• Dataset records about object locations:

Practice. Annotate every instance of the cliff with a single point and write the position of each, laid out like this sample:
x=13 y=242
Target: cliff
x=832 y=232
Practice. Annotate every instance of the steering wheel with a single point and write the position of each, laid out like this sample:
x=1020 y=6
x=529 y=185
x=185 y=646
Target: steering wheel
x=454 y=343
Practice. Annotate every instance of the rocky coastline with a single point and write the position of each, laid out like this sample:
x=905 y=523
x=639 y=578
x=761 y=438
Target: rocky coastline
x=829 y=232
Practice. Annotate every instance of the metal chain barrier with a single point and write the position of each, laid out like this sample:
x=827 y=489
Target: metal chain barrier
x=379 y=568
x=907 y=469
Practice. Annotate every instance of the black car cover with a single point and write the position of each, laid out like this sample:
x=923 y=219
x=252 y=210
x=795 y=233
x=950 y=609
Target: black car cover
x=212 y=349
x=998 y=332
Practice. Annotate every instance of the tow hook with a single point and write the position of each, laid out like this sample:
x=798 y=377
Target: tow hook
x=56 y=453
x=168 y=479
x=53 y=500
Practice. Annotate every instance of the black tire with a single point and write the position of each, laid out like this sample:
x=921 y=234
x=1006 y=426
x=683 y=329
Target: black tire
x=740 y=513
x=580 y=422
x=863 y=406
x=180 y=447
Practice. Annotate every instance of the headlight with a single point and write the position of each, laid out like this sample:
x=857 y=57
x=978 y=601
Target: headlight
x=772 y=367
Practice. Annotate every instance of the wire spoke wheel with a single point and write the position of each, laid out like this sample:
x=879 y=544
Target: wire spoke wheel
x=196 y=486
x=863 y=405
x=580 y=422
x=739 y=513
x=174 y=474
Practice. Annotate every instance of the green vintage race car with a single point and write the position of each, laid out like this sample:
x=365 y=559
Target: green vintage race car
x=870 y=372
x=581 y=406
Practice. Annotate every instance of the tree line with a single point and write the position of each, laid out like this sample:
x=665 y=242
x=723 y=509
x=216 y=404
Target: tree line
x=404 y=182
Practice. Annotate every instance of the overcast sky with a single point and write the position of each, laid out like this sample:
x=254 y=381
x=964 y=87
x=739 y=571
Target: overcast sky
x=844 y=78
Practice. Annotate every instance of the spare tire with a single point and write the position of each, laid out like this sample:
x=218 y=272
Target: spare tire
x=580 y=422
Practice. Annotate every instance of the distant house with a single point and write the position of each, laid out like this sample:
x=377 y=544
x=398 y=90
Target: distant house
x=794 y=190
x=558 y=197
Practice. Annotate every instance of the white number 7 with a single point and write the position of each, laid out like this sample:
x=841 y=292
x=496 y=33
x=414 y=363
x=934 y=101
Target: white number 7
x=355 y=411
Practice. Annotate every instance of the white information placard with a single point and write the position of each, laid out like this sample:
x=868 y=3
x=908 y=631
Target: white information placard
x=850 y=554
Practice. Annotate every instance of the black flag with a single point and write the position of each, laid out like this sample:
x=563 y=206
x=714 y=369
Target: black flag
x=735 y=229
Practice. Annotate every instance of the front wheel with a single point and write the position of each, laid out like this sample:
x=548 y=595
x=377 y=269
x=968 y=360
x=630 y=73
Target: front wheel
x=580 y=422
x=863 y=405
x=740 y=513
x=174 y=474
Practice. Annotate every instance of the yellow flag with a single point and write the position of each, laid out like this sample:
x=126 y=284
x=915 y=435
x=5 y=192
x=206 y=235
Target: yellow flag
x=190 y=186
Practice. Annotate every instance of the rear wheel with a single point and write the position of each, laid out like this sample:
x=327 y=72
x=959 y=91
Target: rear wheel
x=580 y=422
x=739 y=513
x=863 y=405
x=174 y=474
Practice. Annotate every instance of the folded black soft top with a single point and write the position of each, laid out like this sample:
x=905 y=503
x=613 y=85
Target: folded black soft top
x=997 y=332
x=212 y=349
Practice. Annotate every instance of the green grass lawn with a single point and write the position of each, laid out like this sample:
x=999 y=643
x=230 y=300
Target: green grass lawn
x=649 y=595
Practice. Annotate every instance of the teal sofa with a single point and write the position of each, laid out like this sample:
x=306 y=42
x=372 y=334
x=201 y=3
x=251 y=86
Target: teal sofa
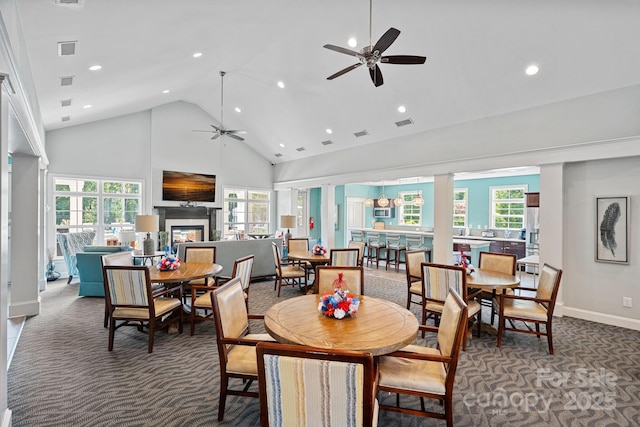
x=90 y=269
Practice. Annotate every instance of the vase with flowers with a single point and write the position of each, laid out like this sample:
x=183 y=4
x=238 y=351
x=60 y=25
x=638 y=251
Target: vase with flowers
x=341 y=303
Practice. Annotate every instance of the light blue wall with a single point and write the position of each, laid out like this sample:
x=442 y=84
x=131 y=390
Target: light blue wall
x=478 y=193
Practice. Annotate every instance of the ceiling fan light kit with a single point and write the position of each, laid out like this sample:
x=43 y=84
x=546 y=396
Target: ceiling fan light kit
x=372 y=55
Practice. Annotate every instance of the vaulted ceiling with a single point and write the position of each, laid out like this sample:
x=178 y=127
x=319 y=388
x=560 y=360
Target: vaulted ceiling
x=477 y=53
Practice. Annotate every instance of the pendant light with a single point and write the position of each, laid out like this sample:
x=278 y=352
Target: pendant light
x=383 y=202
x=368 y=202
x=418 y=201
x=399 y=201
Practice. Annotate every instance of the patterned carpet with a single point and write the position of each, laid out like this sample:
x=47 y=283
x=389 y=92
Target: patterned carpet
x=63 y=375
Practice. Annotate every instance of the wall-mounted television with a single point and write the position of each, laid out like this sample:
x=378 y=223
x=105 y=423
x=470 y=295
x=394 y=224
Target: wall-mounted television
x=188 y=187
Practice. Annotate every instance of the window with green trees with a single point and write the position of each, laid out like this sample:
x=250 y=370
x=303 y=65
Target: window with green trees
x=508 y=207
x=102 y=205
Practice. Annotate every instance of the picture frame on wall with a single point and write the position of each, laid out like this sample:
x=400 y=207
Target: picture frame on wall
x=612 y=229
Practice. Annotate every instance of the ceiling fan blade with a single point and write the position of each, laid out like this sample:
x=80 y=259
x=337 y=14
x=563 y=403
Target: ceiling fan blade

• Exercise directions: Transcribe the material as is, with images omitted.

• Written answer:
Practice. Annotate every instance of the cliff with a single point and write the position of each, laid out like this sample:
x=13 y=242
Target: cliff
x=832 y=232
Practice. Annotate every instance of the steering wheel with a single point and write the position of each, laid out like this sample:
x=1020 y=6
x=529 y=185
x=185 y=646
Target: steering wheel
x=454 y=343
Practice. Annotate every instance of the rocky coastline with a single point and write the position of each, laid out like this sample:
x=905 y=523
x=639 y=578
x=761 y=438
Target: rocky coastline
x=829 y=232
Practice. Annotate every instance of the metal chain barrier with a single point and write the position of each, laid out like this sample:
x=827 y=489
Target: metal chain barrier
x=379 y=568
x=907 y=469
Practice. Annotate every instance of the black car cover with a single point and write the position of each, laid out like this sample:
x=923 y=219
x=252 y=210
x=795 y=233
x=950 y=609
Target: black car cover
x=212 y=349
x=998 y=332
Practice. Annotate every instance of the tow hook with a single point and write the position of each, laid out like this sample:
x=798 y=377
Target: tow hook
x=56 y=453
x=168 y=479
x=53 y=500
Practice. Annotate every instance of the black tire with a single point and write the position of each, laid out like this sample:
x=921 y=234
x=1006 y=426
x=683 y=329
Target: black tire
x=740 y=513
x=580 y=422
x=863 y=406
x=180 y=447
Practice. Annotate every instance of the headlight with a single point and write the position of each, laid out like this sample:
x=857 y=57
x=978 y=601
Target: headlight
x=772 y=367
Practice. Annotate every instance of the wire spoke wheel with a single point and write the position of each, laid out like this sample:
x=879 y=544
Target: wire spoke wheel
x=196 y=486
x=863 y=405
x=580 y=422
x=739 y=513
x=174 y=474
Practice. Annotate every instance of the green vintage race car with a single point and write the position of each, laid out like this sample:
x=365 y=559
Target: green vintage race car
x=870 y=372
x=581 y=406
Practice. Annotate every instance of the tree line with a single point and write the position of each, laid out like this sample:
x=665 y=242
x=723 y=509
x=216 y=404
Target: tree line
x=404 y=182
Practice. Annotate every instance of the overcast sky with a single point and write the position of each, laid out like this sample:
x=254 y=381
x=964 y=87
x=739 y=571
Target: overcast sky
x=844 y=78
Practice. Annotate every instance of the spare tire with a single point and write the position of each, laid out like this sample:
x=218 y=272
Target: spare tire
x=580 y=422
Practice. Annotate every instance of the distant house with a single point and write the position of each, laid out like this sample:
x=377 y=544
x=398 y=90
Target: distant house
x=794 y=190
x=558 y=197
Practice. Annotate every instance of the white number 7 with a single point and write the position of each, laid out like this sample:
x=841 y=292
x=496 y=33
x=414 y=363
x=934 y=101
Target: white number 7
x=355 y=411
Practice. Annotate every instance of the white information placard with a single point and write the position of each, laid out like this sample:
x=868 y=3
x=908 y=631
Target: white information placard
x=850 y=554
Practice. Annotate every instance of the black flag with a single point and write the position of each, laid out like this sample:
x=563 y=206
x=714 y=369
Target: black flag
x=735 y=229
Practice. Annotate every instance of the front wheel with a single point and write the position of each, laid out like this sample:
x=548 y=595
x=377 y=269
x=968 y=360
x=630 y=73
Target: front wheel
x=580 y=422
x=863 y=405
x=740 y=513
x=174 y=474
Practice. Annotate every instance of the yellow flag with a single point and write the position of each, laid out like this sample:
x=126 y=284
x=915 y=435
x=5 y=192
x=206 y=235
Target: yellow flag
x=190 y=186
Practice. Annotate every instance of the rear wheel with a single point and write the position of each, laid out like this sample:
x=327 y=72
x=959 y=91
Target: rear wheel
x=580 y=422
x=739 y=513
x=863 y=405
x=174 y=474
Practice. Annotate every instance of the folded black soft top with a single point and write the position of each, laid out like this sample:
x=905 y=503
x=613 y=85
Target: folded black soft top
x=997 y=332
x=212 y=349
Practice. Annotate every instance of the green grass lawn with a single point and write the position of each, laid out like this sample:
x=999 y=643
x=230 y=300
Target: green grass lawn
x=649 y=595
Practice. Annotate every instance of the teal sofa with a single point and write the position of each, laid out like this sample:
x=306 y=42
x=372 y=334
x=201 y=3
x=251 y=86
Target: teal sofa
x=90 y=269
Practice. Annotate every instance of the vase with flowers with a single point and write the position of each, laid out like this sample:
x=183 y=4
x=238 y=351
x=60 y=25
x=638 y=251
Target: vase with flowers
x=341 y=303
Practice. Annotate every instance of the light blue wall with a single point and write the position of each, laid out like this sample:
x=442 y=84
x=131 y=390
Target: light blue wall
x=478 y=193
Practice. Annotate every instance of the ceiling fan light kit with a single point and write the position of each, laid out like this sample:
x=43 y=84
x=546 y=396
Target: ceiling fan light kit
x=372 y=55
Practice. Annotate every instance of the vaulted ceiling with a single point and write the position of each, laid out like this sample:
x=178 y=127
x=319 y=388
x=560 y=360
Target: vaulted ceiling
x=477 y=53
Practice. Annotate every instance of the pendant light with a single point and write the position of each, laid out like this sample:
x=278 y=352
Target: pendant light
x=383 y=202
x=368 y=202
x=418 y=201
x=399 y=201
Practice. Annotate every instance of the patterned carpet with a single point and write the position of each, laid out like this sample:
x=47 y=283
x=389 y=92
Target: patterned carpet
x=63 y=375
Practice. Annotate every instance of the wall-mounted television with a single point and write the position of each, laid out like this sample:
x=378 y=223
x=105 y=423
x=470 y=295
x=394 y=224
Target: wall-mounted television
x=188 y=187
Practice. Annotate every instance of the window with green trees with a single point and write the position of each, laid out like this sample:
x=250 y=370
x=303 y=65
Target: window with green trees
x=508 y=207
x=102 y=205
Practice. Annotate every instance of the picture frame on wall with a single point and write the position of each, laid out like this sample:
x=400 y=207
Target: picture frame on wall
x=612 y=229
Practice. Annotate every instance of the ceiling fan blade with a single point and write the position of each, laid out like this sample:
x=80 y=259
x=337 y=14
x=563 y=403
Target: ceiling fan blade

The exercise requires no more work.